[PROBLEM TO SOLVE] Convert only the lines below that run from the one containing "Where can the eyebrow" through the one containing "x=228, y=207", both included, into a Markdown table with the columns Row and Text. Give each line's row number under Row, put the line itself under Text, and leave out blank lines.

[THE RECORDS]
________________________
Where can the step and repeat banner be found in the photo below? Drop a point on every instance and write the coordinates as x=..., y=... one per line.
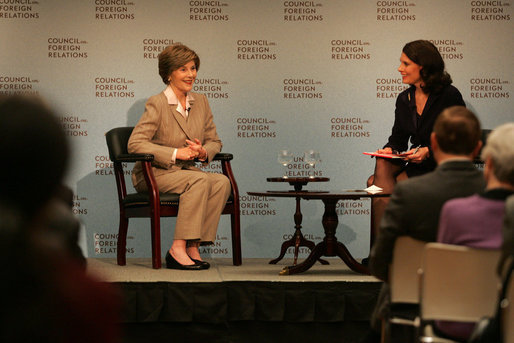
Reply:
x=278, y=74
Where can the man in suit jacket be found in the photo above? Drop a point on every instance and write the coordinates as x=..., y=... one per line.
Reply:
x=415, y=203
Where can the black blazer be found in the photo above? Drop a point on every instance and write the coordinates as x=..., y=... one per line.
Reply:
x=409, y=125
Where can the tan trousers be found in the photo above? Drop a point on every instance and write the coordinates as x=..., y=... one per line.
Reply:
x=203, y=196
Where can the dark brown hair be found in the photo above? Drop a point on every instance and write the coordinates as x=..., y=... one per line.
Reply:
x=426, y=55
x=457, y=131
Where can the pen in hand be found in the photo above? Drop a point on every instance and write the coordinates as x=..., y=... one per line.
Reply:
x=415, y=151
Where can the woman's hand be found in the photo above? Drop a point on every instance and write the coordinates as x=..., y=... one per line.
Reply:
x=386, y=150
x=197, y=147
x=186, y=154
x=418, y=155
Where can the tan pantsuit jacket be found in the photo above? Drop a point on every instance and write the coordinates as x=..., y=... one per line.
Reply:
x=203, y=195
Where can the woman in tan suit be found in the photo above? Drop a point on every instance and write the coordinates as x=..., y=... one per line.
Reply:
x=177, y=128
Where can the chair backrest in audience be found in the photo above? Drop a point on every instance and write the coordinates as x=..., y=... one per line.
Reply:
x=458, y=283
x=403, y=272
x=507, y=313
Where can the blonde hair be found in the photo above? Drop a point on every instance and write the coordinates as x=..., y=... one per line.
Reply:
x=500, y=148
x=173, y=57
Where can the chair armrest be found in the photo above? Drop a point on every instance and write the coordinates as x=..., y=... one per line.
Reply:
x=223, y=156
x=134, y=157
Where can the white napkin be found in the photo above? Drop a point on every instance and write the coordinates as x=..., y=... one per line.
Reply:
x=373, y=189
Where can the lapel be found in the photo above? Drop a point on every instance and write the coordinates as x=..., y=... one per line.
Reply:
x=182, y=122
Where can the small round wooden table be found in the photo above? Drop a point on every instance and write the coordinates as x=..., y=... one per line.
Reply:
x=297, y=240
x=330, y=246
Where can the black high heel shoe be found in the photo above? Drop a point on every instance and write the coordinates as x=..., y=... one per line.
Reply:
x=171, y=263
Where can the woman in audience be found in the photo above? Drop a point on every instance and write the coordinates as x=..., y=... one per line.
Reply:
x=430, y=92
x=477, y=221
x=46, y=295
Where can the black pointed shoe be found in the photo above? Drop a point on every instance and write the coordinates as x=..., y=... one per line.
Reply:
x=171, y=263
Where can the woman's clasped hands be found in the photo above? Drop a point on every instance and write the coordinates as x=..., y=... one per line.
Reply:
x=193, y=150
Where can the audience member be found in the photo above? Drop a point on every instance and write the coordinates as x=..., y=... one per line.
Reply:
x=48, y=296
x=476, y=221
x=415, y=203
x=508, y=235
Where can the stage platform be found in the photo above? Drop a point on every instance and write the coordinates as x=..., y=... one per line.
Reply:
x=247, y=303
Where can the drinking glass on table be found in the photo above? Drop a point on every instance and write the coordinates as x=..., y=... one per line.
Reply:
x=284, y=158
x=311, y=157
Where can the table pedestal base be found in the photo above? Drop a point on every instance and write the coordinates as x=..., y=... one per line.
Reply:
x=329, y=246
x=296, y=241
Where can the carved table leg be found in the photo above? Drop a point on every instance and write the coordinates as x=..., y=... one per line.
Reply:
x=297, y=240
x=329, y=247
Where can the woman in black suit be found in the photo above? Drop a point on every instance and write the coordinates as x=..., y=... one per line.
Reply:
x=417, y=108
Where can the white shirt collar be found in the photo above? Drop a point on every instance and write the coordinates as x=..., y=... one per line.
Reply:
x=172, y=100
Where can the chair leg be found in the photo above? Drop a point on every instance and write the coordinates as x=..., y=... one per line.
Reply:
x=122, y=241
x=156, y=240
x=236, y=239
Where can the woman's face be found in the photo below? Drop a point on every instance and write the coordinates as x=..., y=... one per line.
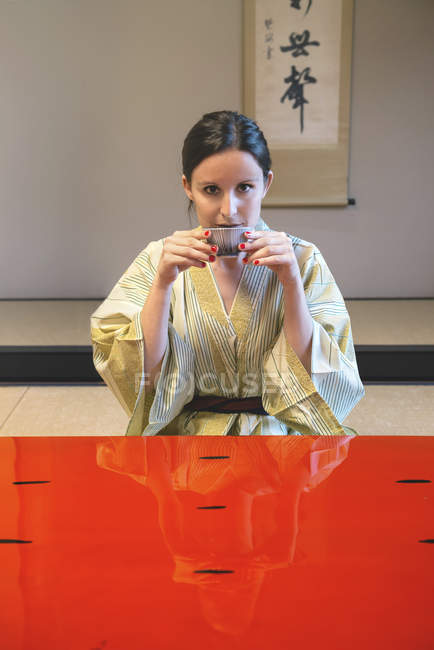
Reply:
x=227, y=189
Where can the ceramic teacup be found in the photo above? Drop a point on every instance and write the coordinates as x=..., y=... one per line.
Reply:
x=227, y=239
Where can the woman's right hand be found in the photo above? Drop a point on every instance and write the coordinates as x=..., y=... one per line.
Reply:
x=181, y=250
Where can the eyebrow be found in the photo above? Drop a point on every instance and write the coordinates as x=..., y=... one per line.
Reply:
x=246, y=180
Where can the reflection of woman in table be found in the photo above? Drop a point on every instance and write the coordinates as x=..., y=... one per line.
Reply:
x=193, y=343
x=228, y=511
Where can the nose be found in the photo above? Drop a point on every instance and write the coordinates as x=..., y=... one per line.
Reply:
x=228, y=207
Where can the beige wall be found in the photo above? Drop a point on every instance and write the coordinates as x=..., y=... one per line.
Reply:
x=96, y=98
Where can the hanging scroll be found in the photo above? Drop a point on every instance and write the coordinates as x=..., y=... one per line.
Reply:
x=297, y=68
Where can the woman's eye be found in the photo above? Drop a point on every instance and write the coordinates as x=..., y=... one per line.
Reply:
x=211, y=189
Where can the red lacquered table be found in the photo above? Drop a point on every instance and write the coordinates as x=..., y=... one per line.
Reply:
x=181, y=542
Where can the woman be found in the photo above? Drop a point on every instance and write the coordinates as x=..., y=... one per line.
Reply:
x=195, y=344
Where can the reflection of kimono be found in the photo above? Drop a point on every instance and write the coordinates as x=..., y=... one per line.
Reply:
x=228, y=511
x=242, y=354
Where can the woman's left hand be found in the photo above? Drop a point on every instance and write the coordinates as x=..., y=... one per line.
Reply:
x=274, y=250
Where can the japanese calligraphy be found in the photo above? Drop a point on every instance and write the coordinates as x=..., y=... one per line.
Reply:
x=295, y=91
x=269, y=37
x=296, y=4
x=299, y=43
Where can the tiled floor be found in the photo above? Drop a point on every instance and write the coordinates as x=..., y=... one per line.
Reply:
x=92, y=410
x=66, y=322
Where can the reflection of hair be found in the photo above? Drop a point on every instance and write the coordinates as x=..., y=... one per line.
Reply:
x=222, y=130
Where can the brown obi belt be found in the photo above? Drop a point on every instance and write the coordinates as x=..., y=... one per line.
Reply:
x=227, y=404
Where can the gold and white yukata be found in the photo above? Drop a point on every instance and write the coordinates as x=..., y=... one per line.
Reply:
x=240, y=354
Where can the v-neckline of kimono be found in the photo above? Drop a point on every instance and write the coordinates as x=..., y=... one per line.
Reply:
x=217, y=289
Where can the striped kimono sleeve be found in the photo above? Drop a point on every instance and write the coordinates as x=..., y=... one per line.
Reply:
x=116, y=332
x=333, y=367
x=118, y=351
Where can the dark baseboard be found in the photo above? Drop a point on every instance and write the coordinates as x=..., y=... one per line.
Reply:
x=74, y=364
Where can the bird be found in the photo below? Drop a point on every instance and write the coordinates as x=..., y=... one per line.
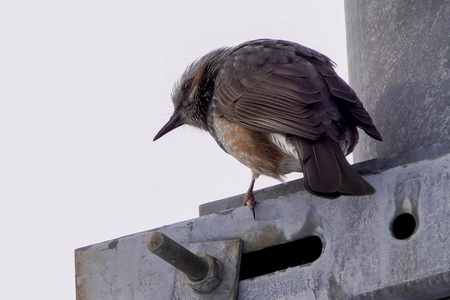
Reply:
x=277, y=107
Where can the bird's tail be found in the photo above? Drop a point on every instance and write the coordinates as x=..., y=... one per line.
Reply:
x=327, y=172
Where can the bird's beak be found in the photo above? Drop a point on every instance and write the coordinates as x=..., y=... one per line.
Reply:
x=174, y=122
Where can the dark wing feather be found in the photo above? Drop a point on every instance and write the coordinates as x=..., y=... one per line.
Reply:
x=274, y=98
x=271, y=86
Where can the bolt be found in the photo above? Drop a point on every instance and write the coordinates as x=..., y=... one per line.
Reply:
x=195, y=267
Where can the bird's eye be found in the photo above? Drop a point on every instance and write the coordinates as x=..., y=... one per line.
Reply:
x=187, y=85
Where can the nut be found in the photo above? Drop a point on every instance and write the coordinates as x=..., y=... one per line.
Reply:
x=212, y=279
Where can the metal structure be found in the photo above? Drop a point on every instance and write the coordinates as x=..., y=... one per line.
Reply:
x=391, y=245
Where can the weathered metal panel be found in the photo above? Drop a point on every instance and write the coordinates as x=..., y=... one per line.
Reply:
x=361, y=258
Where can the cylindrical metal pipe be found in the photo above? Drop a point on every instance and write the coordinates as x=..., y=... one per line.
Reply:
x=398, y=54
x=193, y=266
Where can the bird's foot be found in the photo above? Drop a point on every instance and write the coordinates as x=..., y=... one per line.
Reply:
x=249, y=200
________________________
[WRITTEN RESPONSE]
| Row | Text |
|---|---|
| 1 | Where can the eyebrow be found in the photo above? Drop a point on every instance and write the coordinates as x=..., y=... one per line. |
| 2 | Reply: |
| 3 | x=246, y=180 |
| 4 | Where can the reflection of woman in table be found in the photo above? Drop a point on every instance and write the coordinates as x=..., y=... one per line. |
| 5 | Reply: |
| 6 | x=193, y=343 |
| 7 | x=228, y=511 |
| 8 | Where can the nose be found in the photo above? Drop a point on every instance and write the coordinates as x=..., y=... one per line. |
| 9 | Reply: |
| 10 | x=228, y=207 |